> [Records for this exercise]
=-=-=

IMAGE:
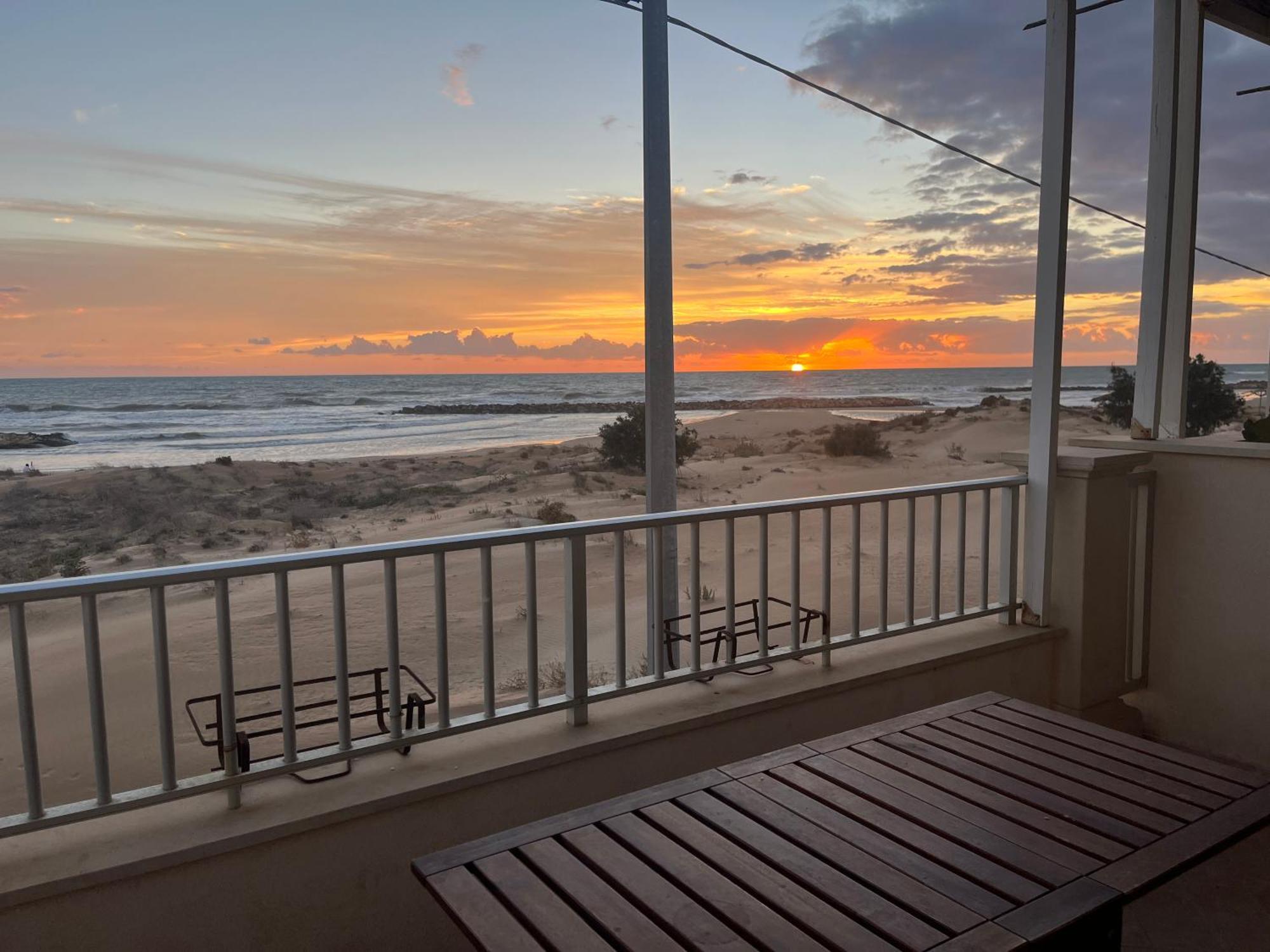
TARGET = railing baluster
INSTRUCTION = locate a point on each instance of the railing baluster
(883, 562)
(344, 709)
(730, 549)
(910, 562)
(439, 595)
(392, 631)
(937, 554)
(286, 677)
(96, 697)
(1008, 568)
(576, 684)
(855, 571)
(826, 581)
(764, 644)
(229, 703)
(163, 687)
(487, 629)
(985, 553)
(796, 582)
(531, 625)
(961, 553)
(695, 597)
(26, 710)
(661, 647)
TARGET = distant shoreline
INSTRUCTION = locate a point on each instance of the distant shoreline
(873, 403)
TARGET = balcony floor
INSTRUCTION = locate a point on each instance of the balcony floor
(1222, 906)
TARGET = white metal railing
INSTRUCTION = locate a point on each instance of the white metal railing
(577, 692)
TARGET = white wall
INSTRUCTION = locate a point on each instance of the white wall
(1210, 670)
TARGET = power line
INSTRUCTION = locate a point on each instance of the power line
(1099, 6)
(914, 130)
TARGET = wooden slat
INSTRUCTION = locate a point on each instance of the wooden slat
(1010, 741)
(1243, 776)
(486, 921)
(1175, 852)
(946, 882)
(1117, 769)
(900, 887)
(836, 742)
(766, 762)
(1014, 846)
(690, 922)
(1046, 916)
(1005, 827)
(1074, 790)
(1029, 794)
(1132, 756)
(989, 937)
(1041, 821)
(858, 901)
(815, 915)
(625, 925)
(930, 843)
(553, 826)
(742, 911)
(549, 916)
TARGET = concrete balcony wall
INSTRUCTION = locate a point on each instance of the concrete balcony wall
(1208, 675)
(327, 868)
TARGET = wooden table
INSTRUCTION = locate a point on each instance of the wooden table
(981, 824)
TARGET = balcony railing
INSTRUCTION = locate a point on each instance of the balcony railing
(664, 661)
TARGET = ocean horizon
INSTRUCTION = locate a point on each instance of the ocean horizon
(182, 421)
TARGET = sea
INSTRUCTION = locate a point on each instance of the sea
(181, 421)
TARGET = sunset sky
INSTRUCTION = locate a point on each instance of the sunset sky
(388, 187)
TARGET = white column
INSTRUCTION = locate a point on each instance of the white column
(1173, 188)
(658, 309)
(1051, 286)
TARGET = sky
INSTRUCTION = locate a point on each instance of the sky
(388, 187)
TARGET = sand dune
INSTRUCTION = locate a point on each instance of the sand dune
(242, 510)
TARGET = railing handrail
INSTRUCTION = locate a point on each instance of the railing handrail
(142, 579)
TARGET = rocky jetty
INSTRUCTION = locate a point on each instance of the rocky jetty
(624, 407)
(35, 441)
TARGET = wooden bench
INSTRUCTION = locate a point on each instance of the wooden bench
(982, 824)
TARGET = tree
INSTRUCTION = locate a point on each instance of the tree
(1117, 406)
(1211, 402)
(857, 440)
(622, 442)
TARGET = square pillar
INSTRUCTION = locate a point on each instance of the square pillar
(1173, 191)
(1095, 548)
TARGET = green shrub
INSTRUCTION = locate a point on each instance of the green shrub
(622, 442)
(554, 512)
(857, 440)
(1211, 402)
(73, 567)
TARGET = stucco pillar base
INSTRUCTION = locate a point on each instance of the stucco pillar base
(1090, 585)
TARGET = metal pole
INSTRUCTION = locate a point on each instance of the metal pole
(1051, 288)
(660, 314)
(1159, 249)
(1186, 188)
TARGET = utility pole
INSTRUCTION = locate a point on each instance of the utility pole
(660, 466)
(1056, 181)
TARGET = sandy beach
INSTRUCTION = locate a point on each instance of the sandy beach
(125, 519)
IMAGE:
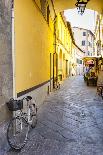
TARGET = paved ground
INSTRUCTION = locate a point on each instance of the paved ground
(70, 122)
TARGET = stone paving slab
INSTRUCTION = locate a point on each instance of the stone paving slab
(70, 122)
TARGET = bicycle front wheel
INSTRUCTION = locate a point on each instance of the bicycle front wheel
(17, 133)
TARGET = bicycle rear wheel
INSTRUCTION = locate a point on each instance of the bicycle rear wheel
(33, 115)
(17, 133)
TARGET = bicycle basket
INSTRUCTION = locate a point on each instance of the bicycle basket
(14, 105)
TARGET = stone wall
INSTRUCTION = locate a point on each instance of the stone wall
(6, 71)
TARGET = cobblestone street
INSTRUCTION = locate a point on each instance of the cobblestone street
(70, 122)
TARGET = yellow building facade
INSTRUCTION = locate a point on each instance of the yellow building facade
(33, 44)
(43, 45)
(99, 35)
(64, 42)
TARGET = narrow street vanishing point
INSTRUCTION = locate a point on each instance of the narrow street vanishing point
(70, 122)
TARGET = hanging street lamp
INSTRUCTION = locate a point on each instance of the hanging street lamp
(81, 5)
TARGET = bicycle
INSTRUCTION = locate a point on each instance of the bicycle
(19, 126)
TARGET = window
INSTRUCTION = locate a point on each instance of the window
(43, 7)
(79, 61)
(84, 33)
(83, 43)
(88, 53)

=-=-=

Substitute "mark" for "locate" in every item above and rewrite all the items with no other change. Omit the pictures from the rewritten items.

> [Task response]
IMAGE:
TARGET = railing baluster
INSTRUCTION = mark a point on each instance of the railing baluster
(883, 562)
(344, 709)
(730, 549)
(910, 562)
(439, 595)
(392, 631)
(937, 554)
(286, 677)
(96, 697)
(1008, 568)
(576, 684)
(855, 571)
(826, 581)
(764, 644)
(229, 703)
(163, 687)
(487, 629)
(985, 553)
(796, 582)
(531, 625)
(961, 553)
(695, 597)
(26, 710)
(661, 647)
TARGET = distant shoreline
INSTRUCTION = mark a point on each instance of the distant shoreline
(873, 403)
TARGET = balcony floor
INSTRUCTION = mark a point on each instance of the balcony floor
(1222, 906)
TARGET = white metal railing
INSTRUCTION = mark a point on each instance of the white metal railing
(577, 692)
TARGET = white wall
INSTRUCTION = mark a point on each instance of the white wall
(1210, 670)
TARGET = power line
INSTRUCTION = mark a point on each instance of the power line
(1099, 6)
(914, 130)
TARGET = wooden slat
INSTRUCTION = mark a point on each instance of the wooden slat
(1010, 741)
(1243, 776)
(486, 921)
(1175, 852)
(946, 882)
(1117, 769)
(900, 887)
(836, 742)
(766, 762)
(1014, 846)
(690, 922)
(1046, 916)
(1005, 827)
(1074, 790)
(1029, 794)
(1132, 756)
(989, 937)
(1041, 821)
(858, 901)
(815, 915)
(625, 925)
(930, 843)
(553, 826)
(742, 911)
(549, 916)
TARGET = concrete balcony wall
INSTRUCTION = mark a point on each instance of the concrete balcony wall
(1208, 675)
(327, 868)
TARGET = wooden table
INSTRUCTION = mark a point on each instance of the wooden table
(981, 824)
TARGET = balcony railing
INSTRUCTION = mark a point on each instance of the balcony railing
(664, 661)
TARGET = ocean horizon
INSTRUCTION = mark a point on each instance of the ocean horizon
(182, 421)
TARGET = sea
INSTRUCTION = mark a point on each instance of the sea
(181, 421)
TARGET = sunset sky
INSTRUCTION = mark a point on each instance of the sunset sky
(388, 187)
TARGET = white column
INSTRUCTION = mark a point on each instance of the white column
(1173, 188)
(658, 309)
(1051, 286)
TARGET = sky
INSTRUCTION = mark a point on each instance of the sky
(388, 187)
TARGET = sand dune
INSTRUCTION = mark a point on each instance of the sand dune
(242, 510)
TARGET = railing handrail
INSTRUCTION = mark a point on each instance of the railing handrail
(142, 579)
TARGET = rocky jetty
INSTRUCTION = mark a point on each instance of the rocky jetty
(624, 407)
(35, 441)
TARGET = wooden bench
INSTRUCTION = mark a point on each instance of the wooden bench
(982, 824)
TARGET = tree
INSTRUCTION = mark a point on each instance of the tree
(1117, 406)
(1211, 402)
(857, 440)
(622, 442)
TARGET = square pillar
INSTRUCTION = mark a point on each instance of the square pillar
(1173, 191)
(1095, 548)
TARGET = green shrub
INSTRUCTION = mark a point on each instance of the green shrub
(622, 442)
(554, 512)
(857, 440)
(1211, 402)
(73, 567)
TARGET = stucco pillar base
INSTRUCTION = mark a point on each instance of the stucco pillar base
(1090, 585)
TARGET = metal pole
INSTRUCTION = mark a point on each instance of the metal pole
(1051, 288)
(660, 314)
(1159, 249)
(1186, 188)
TARGET = utility pole
INSTRUCTION = mark a point on each instance of the utility pole
(660, 466)
(1056, 181)
TARGET = sandy beach
INSTRUCTION = mark a point on each instance of the sandy beach
(125, 519)
IMAGE:
TARGET = paved ground
INSTRUCTION = mark a point on each instance of the paved ground
(70, 122)
TARGET = stone paving slab
INSTRUCTION = mark a point on each instance of the stone paving slab
(70, 122)
TARGET = bicycle front wheel
INSTRUCTION = mark a point on each instance of the bicycle front wheel
(17, 133)
TARGET = bicycle rear wheel
INSTRUCTION = mark a point on each instance of the bicycle rear wheel
(33, 115)
(17, 133)
TARGET = bicycle basket
INSTRUCTION = mark a point on each instance of the bicycle basket
(14, 105)
TARGET = stone wall
INSTRUCTION = mark a point on each instance of the stone wall
(6, 71)
TARGET = cobblestone street
INSTRUCTION = mark a point on each instance of the cobblestone street
(70, 122)
TARGET = yellow building facade
INSTRUCTION = mark a point on each instance of the yellow building facade
(33, 44)
(43, 45)
(99, 35)
(64, 42)
TARGET = narrow street vanishing point
INSTRUCTION = mark a point on each instance of the narrow street vanishing point
(70, 122)
TARGET = hanging street lamp
INSTRUCTION = mark a point on each instance of the hanging street lamp
(81, 5)
TARGET = bicycle
INSTRUCTION = mark a point on each instance of the bicycle
(19, 126)
TARGET = window
INSTRUCTION = mark a point on each instance of the window
(43, 7)
(79, 61)
(84, 33)
(83, 43)
(88, 53)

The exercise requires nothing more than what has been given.